Task to carry out:
Set down, without alteration, the lines from the one that contains "of the large" through the final line of the material below.

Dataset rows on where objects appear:
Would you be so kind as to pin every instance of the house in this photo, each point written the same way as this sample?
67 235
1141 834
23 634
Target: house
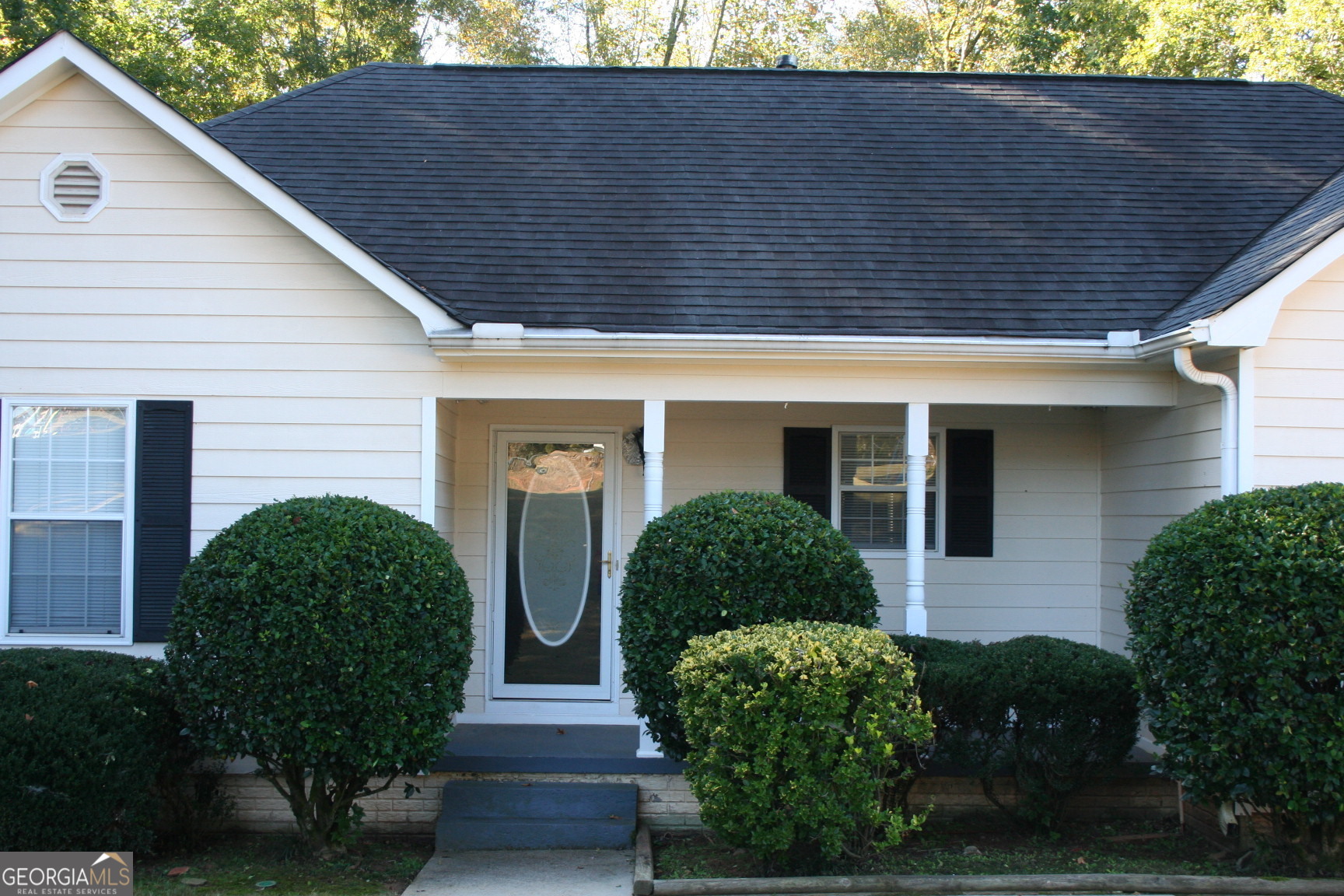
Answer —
999 328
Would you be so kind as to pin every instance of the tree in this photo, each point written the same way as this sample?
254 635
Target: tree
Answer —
330 639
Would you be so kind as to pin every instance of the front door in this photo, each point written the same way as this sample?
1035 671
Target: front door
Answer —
554 512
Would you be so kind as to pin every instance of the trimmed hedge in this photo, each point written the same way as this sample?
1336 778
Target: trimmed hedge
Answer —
84 737
1237 613
330 639
1055 712
793 733
725 561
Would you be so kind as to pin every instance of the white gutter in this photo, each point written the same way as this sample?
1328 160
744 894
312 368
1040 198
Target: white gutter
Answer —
1229 472
513 340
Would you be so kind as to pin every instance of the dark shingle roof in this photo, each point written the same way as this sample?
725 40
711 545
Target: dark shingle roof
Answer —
808 201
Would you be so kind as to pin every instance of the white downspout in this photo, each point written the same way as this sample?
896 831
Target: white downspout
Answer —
655 439
917 473
1229 472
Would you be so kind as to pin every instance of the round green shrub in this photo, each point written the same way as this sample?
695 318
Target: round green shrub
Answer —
793 731
330 639
1237 613
84 735
725 561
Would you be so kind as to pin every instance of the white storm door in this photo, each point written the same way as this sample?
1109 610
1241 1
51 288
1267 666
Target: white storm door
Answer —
551 586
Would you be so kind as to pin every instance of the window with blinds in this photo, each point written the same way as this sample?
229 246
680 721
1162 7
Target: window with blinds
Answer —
871 489
66 519
74 187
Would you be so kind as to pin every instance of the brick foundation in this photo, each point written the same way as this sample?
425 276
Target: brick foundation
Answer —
667 803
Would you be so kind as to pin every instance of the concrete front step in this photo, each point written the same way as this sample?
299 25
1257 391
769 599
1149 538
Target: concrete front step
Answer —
513 814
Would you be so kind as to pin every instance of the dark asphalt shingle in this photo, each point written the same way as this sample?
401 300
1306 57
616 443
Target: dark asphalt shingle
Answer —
808 201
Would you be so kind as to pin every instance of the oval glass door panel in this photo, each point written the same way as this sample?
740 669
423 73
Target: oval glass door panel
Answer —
553 595
554 550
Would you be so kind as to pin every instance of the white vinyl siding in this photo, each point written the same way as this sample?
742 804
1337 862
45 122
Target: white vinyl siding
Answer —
306 379
1300 387
1156 465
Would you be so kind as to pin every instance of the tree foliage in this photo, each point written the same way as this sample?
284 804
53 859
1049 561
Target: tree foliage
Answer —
208 58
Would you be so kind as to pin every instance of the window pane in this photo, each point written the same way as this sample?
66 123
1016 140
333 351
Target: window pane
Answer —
65 576
68 460
874 519
873 458
877 520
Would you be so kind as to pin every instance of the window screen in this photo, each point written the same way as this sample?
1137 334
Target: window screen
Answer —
68 502
871 471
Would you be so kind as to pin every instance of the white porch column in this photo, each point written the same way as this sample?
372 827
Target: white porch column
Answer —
917 461
655 438
655 428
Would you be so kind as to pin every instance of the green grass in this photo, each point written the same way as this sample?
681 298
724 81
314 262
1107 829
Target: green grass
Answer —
1002 851
233 866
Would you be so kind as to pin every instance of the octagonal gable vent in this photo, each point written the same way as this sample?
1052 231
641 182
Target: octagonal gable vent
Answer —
74 187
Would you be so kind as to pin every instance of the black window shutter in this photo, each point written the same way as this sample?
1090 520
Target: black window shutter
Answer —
807 467
971 493
163 512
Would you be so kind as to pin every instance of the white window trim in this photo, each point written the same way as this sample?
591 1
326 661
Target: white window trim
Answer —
522 700
128 554
49 184
937 502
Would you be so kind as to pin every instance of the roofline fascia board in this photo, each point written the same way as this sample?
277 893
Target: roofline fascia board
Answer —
64 55
1248 323
751 347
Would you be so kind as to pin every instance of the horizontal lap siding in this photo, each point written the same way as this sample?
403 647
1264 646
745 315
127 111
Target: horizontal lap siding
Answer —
306 380
1157 464
1300 387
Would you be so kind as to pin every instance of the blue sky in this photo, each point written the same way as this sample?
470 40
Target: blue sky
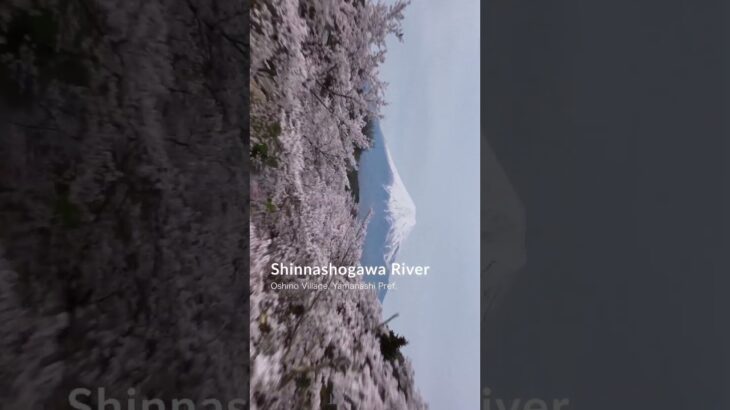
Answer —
432 130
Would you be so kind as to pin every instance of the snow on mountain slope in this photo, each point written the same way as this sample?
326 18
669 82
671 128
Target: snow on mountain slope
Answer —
384 198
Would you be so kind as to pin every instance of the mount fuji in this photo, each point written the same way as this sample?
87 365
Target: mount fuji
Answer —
385 200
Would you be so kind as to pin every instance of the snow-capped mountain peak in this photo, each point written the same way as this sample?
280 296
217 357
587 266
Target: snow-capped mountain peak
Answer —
385 200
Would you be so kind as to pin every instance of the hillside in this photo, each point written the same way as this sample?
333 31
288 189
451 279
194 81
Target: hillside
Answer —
311 62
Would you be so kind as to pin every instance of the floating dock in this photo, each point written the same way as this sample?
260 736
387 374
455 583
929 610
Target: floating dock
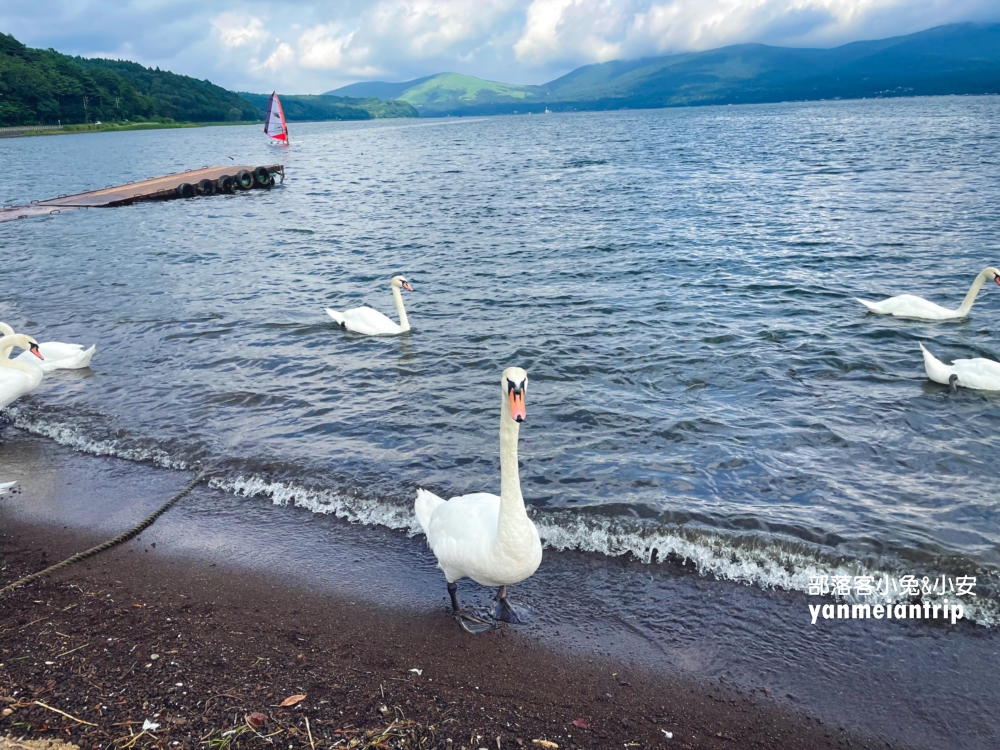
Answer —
205 181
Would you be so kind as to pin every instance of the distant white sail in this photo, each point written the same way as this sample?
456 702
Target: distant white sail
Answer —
274 120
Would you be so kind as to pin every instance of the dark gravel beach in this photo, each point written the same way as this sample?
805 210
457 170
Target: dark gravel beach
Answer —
196 647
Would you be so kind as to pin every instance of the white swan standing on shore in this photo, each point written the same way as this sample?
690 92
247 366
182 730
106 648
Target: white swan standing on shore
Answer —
487 538
371 322
58 356
18 378
979 374
917 308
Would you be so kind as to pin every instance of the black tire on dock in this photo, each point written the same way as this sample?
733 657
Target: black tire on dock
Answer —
262 177
244 179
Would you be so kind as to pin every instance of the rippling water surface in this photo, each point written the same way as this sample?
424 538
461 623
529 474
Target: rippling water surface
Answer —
678 284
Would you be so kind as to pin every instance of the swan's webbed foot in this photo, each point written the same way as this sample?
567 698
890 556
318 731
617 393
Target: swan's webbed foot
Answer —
506 611
471 622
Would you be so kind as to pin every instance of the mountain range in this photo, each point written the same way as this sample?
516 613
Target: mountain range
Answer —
45 87
952 59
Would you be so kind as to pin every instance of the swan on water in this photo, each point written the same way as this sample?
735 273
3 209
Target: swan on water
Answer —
371 322
911 306
979 374
18 378
481 536
58 356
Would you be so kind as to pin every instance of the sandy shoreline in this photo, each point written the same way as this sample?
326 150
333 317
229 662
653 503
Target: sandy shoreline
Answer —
701 658
83 642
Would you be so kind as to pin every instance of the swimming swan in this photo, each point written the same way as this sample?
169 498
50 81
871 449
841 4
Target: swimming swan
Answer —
910 306
18 378
371 322
979 374
487 538
58 356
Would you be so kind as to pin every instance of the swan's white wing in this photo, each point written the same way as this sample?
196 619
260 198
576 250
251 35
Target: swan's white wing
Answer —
981 374
910 306
367 321
461 534
59 356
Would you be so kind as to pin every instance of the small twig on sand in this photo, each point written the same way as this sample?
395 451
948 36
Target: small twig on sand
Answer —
63 713
309 731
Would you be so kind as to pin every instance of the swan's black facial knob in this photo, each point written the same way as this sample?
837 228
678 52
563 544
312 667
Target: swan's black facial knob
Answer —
515 392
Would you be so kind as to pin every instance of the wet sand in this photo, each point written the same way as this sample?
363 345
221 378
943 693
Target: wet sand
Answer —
230 642
233 584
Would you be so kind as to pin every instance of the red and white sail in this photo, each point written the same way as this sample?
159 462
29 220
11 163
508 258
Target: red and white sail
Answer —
274 120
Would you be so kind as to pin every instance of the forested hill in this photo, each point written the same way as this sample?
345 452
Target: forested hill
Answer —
46 87
313 108
954 59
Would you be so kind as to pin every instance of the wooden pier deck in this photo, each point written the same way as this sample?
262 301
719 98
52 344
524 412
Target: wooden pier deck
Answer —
204 181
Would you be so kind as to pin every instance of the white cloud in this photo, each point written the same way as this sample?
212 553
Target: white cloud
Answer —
321 48
305 46
282 57
237 30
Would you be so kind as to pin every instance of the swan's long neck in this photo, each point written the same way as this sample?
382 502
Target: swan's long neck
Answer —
6 344
404 324
512 513
6 330
973 291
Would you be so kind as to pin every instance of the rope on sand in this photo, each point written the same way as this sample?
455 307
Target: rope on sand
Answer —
123 537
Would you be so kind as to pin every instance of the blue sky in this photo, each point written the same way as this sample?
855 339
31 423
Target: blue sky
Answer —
313 46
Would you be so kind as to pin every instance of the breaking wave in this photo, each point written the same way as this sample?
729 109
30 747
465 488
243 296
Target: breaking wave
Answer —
764 562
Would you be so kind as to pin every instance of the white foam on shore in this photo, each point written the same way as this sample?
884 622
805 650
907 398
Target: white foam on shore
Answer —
351 508
765 563
73 437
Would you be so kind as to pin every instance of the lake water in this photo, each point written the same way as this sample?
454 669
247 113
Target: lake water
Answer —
678 284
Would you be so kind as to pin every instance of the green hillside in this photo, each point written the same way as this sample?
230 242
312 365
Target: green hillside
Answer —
46 87
314 108
445 92
954 59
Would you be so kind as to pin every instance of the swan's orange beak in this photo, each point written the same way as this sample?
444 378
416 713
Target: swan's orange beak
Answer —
517 410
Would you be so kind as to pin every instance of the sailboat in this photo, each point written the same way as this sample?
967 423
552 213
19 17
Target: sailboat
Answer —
274 120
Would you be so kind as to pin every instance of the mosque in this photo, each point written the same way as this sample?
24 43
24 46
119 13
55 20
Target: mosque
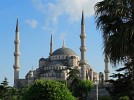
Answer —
59 63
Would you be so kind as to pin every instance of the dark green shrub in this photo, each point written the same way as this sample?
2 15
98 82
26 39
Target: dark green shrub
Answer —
48 90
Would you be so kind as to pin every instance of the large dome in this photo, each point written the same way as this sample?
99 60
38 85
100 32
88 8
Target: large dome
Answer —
63 51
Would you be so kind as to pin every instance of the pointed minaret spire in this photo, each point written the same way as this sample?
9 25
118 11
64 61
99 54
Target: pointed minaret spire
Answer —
63 46
17 26
51 45
16 56
82 19
83 49
106 60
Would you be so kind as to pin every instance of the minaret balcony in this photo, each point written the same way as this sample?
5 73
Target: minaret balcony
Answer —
106 71
82 36
83 48
17 41
16 67
17 54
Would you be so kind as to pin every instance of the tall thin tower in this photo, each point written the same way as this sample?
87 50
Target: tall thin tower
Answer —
51 45
16 65
83 49
106 68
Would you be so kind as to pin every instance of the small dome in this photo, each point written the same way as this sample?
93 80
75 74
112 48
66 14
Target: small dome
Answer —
42 59
64 51
55 63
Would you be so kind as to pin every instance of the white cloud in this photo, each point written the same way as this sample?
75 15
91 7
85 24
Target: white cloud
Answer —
52 10
39 5
32 23
72 8
63 36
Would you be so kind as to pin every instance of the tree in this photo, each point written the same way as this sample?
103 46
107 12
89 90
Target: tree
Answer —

Solution to this task:
Would you be so kind as to pin every instance of the large dome in this photo, each point written the same way as this sample?
99 60
38 85
100 32
88 8
Target: large dome
Answer —
63 51
Would you be so kind as to pin every instance of the pointed minaret spire in this photo, each point written the same way as this sample?
9 25
118 11
64 61
99 54
Target: pointed minaret spire
Answer —
63 46
17 26
51 45
16 56
82 19
83 49
106 60
Would you be so kind as to pin every instance of the minaret balcony in this photo, each point written the same way as this sample?
5 73
Target: minaret balcony
Answer —
106 71
82 36
83 48
17 41
16 67
17 54
Would you be so kind as to pin every instance of the tall thin tower in this photo, each point written the same way as this sample?
87 50
Target: tall thin tower
Answer —
51 45
16 65
83 49
106 68
Would you be so kind as to pin every instance of the small dome in this photo, each point written the same way as this sample?
93 80
75 74
112 48
66 14
Target: small dome
Answer —
42 59
64 51
55 63
Would you be so kind as to pin every instance of the white cloud in this photo, each point written the same way as this sample?
75 15
91 7
85 24
Target: white cloud
Answer —
52 10
39 5
32 23
72 8
63 36
Would you be so kind as to pin every instance of the tree in this photo, each point written the same way as this sample?
103 46
107 12
89 90
Target: tree
Answer —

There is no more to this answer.